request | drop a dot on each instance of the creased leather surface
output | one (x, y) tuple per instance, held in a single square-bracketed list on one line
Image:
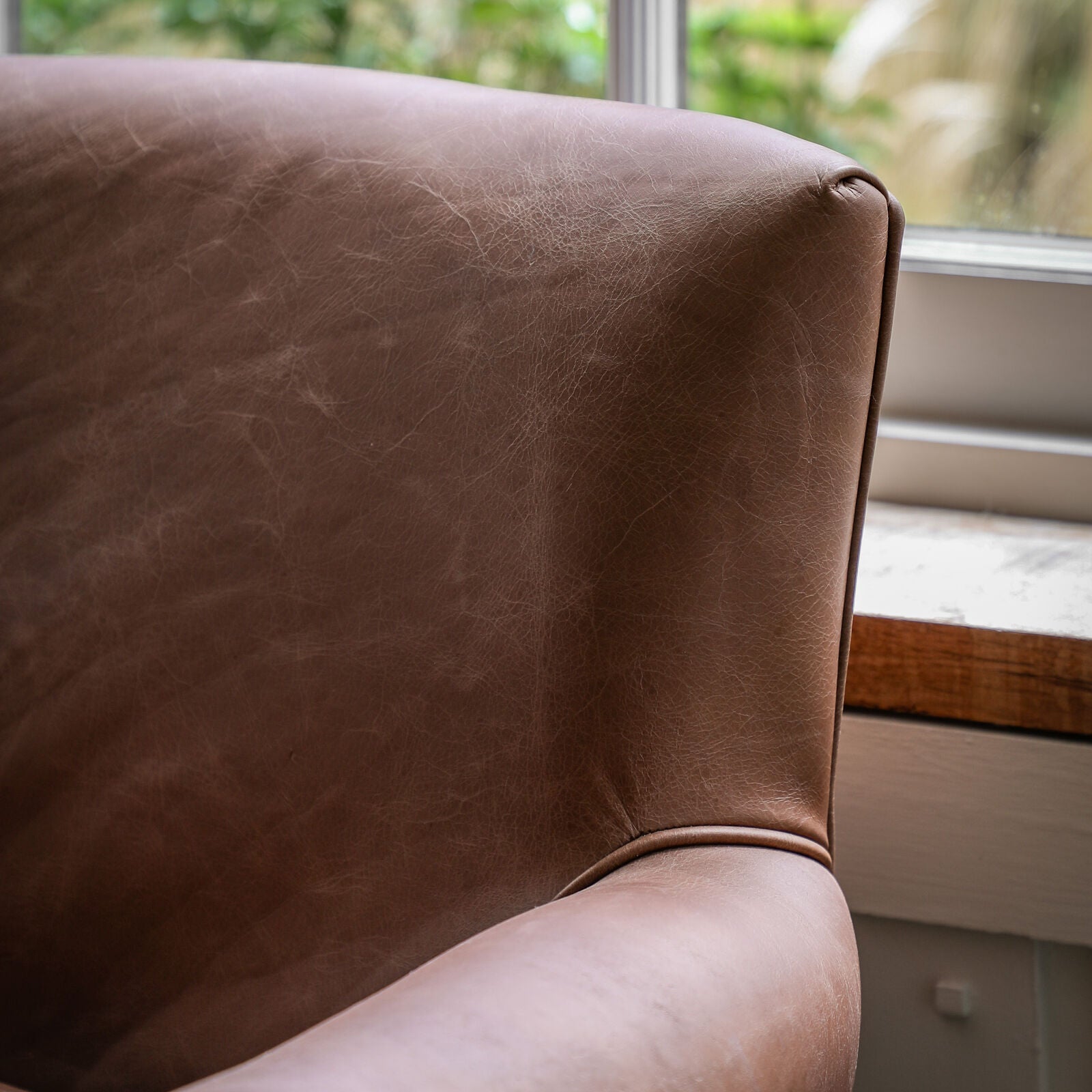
[(720, 969), (410, 494)]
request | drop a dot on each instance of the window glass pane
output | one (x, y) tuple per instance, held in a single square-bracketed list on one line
[(977, 113), (536, 45)]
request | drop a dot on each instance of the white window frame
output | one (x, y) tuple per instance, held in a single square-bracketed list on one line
[(988, 400)]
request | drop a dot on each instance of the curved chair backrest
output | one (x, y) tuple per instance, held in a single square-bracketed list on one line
[(416, 500)]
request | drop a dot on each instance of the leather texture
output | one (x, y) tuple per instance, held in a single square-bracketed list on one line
[(412, 497), (719, 968)]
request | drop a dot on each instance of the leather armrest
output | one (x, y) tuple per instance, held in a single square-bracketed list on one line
[(704, 968)]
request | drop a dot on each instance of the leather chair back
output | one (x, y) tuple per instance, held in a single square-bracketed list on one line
[(415, 500)]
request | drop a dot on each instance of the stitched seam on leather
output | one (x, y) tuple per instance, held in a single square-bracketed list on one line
[(696, 835), (895, 224)]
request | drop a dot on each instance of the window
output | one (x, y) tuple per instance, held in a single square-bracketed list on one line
[(977, 113), (536, 45)]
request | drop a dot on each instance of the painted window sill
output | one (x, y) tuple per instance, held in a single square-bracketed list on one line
[(973, 617)]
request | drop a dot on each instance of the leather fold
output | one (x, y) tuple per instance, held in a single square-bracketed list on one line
[(680, 837)]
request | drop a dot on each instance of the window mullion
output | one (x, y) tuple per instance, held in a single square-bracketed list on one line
[(647, 52)]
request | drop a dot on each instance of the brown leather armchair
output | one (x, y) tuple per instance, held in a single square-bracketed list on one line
[(429, 517)]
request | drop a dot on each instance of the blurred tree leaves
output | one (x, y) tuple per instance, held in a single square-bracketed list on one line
[(766, 65)]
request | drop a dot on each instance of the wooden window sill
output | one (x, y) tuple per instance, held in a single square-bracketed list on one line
[(972, 617)]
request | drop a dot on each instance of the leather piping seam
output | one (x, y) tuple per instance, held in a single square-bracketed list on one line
[(895, 225), (678, 837)]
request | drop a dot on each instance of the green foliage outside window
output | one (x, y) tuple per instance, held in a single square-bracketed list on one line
[(538, 45)]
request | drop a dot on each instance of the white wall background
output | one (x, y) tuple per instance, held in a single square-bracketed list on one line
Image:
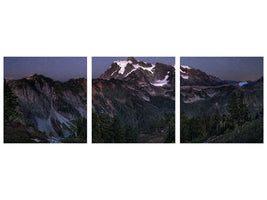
[(132, 28)]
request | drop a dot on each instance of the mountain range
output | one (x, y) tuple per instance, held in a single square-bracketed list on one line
[(137, 92), (49, 106), (203, 94), (219, 111)]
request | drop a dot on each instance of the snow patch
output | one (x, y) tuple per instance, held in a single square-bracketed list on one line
[(161, 82), (150, 69), (122, 65), (186, 67), (146, 98), (243, 83), (193, 99)]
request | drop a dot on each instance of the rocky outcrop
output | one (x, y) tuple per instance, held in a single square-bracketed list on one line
[(135, 91), (51, 106)]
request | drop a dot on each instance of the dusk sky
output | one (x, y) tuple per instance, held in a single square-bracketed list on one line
[(101, 64), (57, 68), (228, 68)]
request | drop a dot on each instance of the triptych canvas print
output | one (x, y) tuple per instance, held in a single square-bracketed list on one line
[(133, 100)]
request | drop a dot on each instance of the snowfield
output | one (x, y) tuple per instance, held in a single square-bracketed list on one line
[(161, 82), (243, 83)]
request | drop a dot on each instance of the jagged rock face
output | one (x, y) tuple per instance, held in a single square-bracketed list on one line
[(190, 76), (206, 98), (135, 91), (140, 71), (51, 106)]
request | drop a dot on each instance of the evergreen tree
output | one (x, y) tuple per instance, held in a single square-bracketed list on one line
[(184, 128), (106, 128), (82, 128), (118, 131), (96, 133), (10, 104), (244, 113)]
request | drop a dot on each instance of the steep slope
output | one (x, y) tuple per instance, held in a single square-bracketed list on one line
[(135, 91), (190, 76), (51, 106), (202, 94)]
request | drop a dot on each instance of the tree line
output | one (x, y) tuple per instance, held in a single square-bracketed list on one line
[(198, 129), (110, 130)]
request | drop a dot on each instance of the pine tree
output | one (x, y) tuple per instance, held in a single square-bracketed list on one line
[(184, 128), (118, 131), (244, 113), (10, 104)]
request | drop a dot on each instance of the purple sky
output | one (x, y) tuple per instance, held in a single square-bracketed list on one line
[(228, 68), (57, 68), (101, 64)]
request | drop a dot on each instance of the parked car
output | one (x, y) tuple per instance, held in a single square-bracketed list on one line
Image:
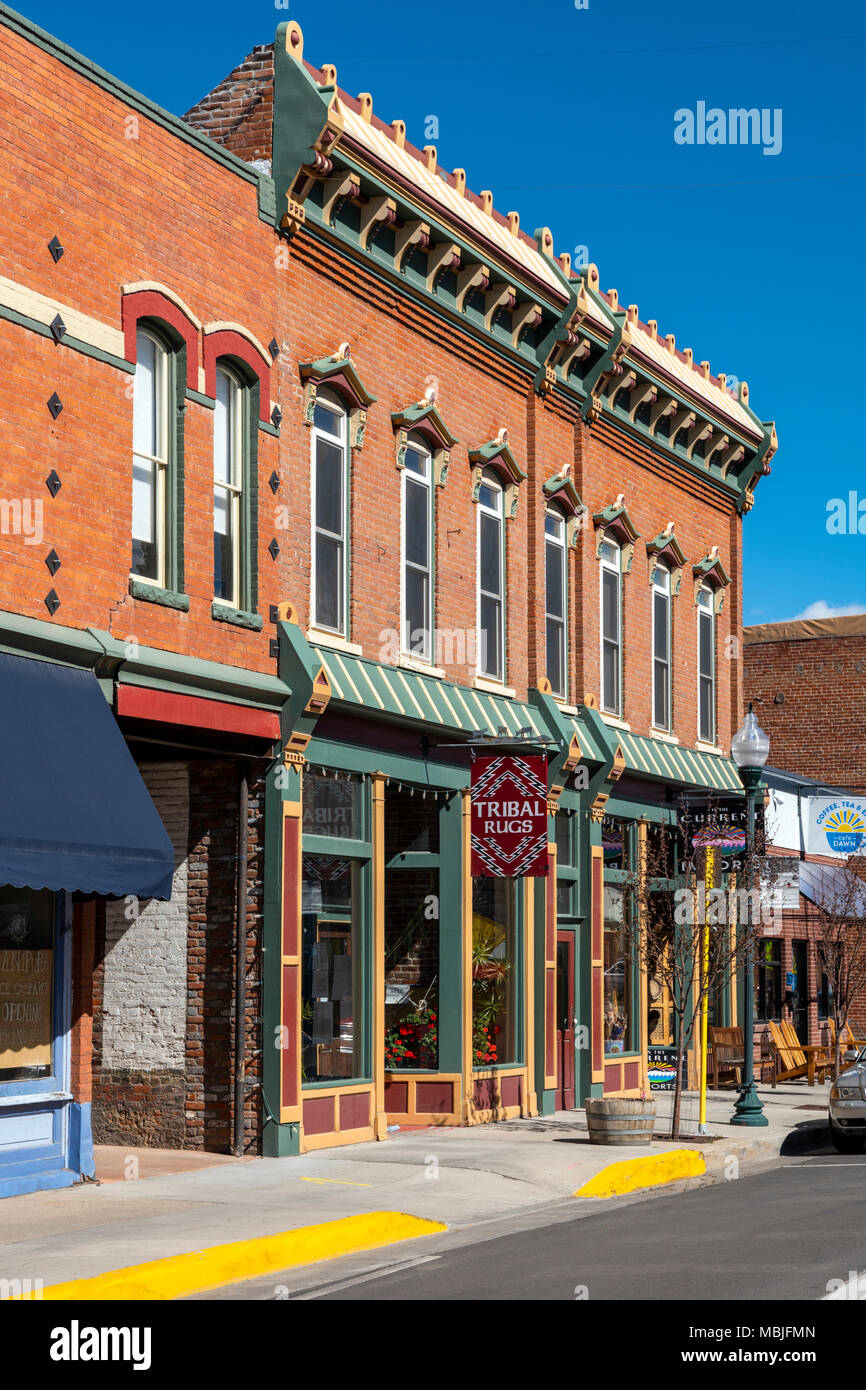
[(848, 1104)]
────────────────────
*Written request:* Put all of the entries above into a two-column CSV with the columns "prompt" and "answer", one row per entry. Wrap each field in quotes, replace any line breaks with spaces, and leave out the pictures.

*Exercise answer:*
prompt,answer
"request | drop a dot on each instance of the creased leather surface output | one (x, y) tuple per instance, held in a single square-bracketed list on one line Image:","[(720, 969), (410, 494)]"
"request | drop a dot on each instance of the window glass pane output | one (x, y) tuple per instance, held in a single square-bracketed list on one line","[(977, 113), (536, 45)]"
"request | drop a dot on each instance of the white window frame output | one (x, y) tuple per instance, held in a single square-bracketed list on one line","[(988, 400)]"
"request | drop a dot on each instance of the curved chair backrest output | one (x, y) tuple per instance, held in a single square-bracketed list on one line","[(416, 500)]"
"request | drop a dot on each instance of the leather texture output | one (x, y) tuple per instance, held in a single square-bracketed list on one line","[(412, 497), (719, 968)]"
"request | drop a dot on each instance of the leather armrest output | one (x, y) tuple per instance, held in a single square-bracketed list on one line","[(704, 968)]"
"request | drop a dot on each instance of the leather chair back output | one (x, y) tuple per instance, held in a single square-bracketed list on one line","[(415, 500)]"
"request | drop a dot on each instance of the stitched seam on leather output | one (x, y) tuple per instance, held in a single square-bracketed list on one line","[(696, 835), (895, 224)]"
"request | drop a dot on each instance of the window output | one (x, y) tuple per instance, held in a single square-bracketed list on one line","[(977, 113), (536, 45)]"
"request | drop a dot on each instance of the painted window sill output | one (x, y) tuple per instance, held in a single square-bracketed list on one line","[(973, 617)]"
"request | drop a dot on each instance of the leather fold output | one (x, y) tuple per instance, held in a single square-bracketed list on one line","[(680, 837)]"
"request | drop a dot on each instance of the window mullion output | one (x, y) tuple per instance, held in a single square-bracketed list on one line","[(647, 52)]"
"request | drop a dot on each instance of the brown leather armchair output | one (x, y) tuple per instance, held in a single square-bracketed list on one line","[(429, 517)]"
"request | drop a dot on each instance of the blurred tree leaves output | one (x, y) tuple per instance, held in a single square-bracketed list on one line","[(766, 65)]"
"request | drop a dot on each instance of the wooden window sill output | one (x, y) tuple per instance, held in a single square-bracketed list on one line","[(972, 617)]"
"request | drop a dot on each instance of the leather piping seam output | one (x, y) tuple per instance, held in a single square-bracketed list on one line","[(895, 225), (678, 837)]"
"request | drop a dot on each instance of the green foliage outside window output | one (x, y) tuple per instance, held in a single square-bracketed list on one line","[(538, 45)]"
"request | drop a dot on each instance of the white wall background output | one (x, y) tuple per instance, held in a single square-bracketed list on one line Image:","[(132, 28)]"
"request | drop a dot on each instance of the mountain range output | one (x, y) tuple per instance, held in a single square-bracketed list on one line","[(137, 92), (49, 106), (203, 94), (219, 111)]"
"request | drop a dot on each instance of the snow patch output | one (x, y) tuple per instance, held in a single square-bracketed list on one line","[(161, 82), (150, 69), (122, 65), (186, 67), (146, 98), (243, 83), (193, 99)]"
"request | drop a dot on each instance of the rocky outcrop output | one (x, y) tuple per instance, held in a single square-bracketed list on one line","[(135, 91), (51, 106)]"
"request | drop a dot on each instance of the dusk sky output | one (x, y) tuple per instance, held in a single square-bracketed list on one line","[(101, 64), (57, 68), (228, 68)]"
"request | drop a dot on each instance of the triptych canvas print output | one (x, y) tuple per instance, held in a single square-bracketed list on one line","[(133, 100)]"
"request | drop a dot on each instance of the snowfield output | one (x, y) tuple per instance, held in a single square-bracketed list on one line","[(161, 82), (243, 83)]"
"request | drop a dot on each instance of the jagged rock face output | one (x, y) tuple per instance, held in a single square-bracketed list on one line","[(190, 76), (206, 98), (135, 91), (140, 71), (51, 106)]"
"request | drop a dot on each instance of the evergreen tree output | one (x, y) tuple per instance, held in a single square-bracketed list on one line","[(184, 128), (106, 128), (82, 128), (118, 131), (96, 133), (10, 104), (244, 113)]"
"request | drop a dot on each instance of the steep slope output | one (x, y) tuple per instance, held in a single square-bracketed list on one line","[(135, 91), (190, 76), (51, 106), (202, 94)]"
"request | drop a dot on each instance of the tree line output | one (x, y) tuple per instance, held in a single square-bracketed list on one line","[(198, 129), (110, 130)]"
"request | drop a dot on each instance of the pine tree output | one (x, y) tuple per instance, held in a single square-bracketed list on one line","[(184, 128), (118, 131), (244, 113), (10, 104)]"
"request | drop a dot on each instance of the purple sky output | one (x, y) tuple per instance, held in a single square-bracketed list on one line","[(228, 68), (57, 68), (101, 64)]"
"request | drop a dot on each instance of the parked car output | one (x, y) tuple per instance, held in a single square-bracketed list on one line Image:","[(848, 1104)]"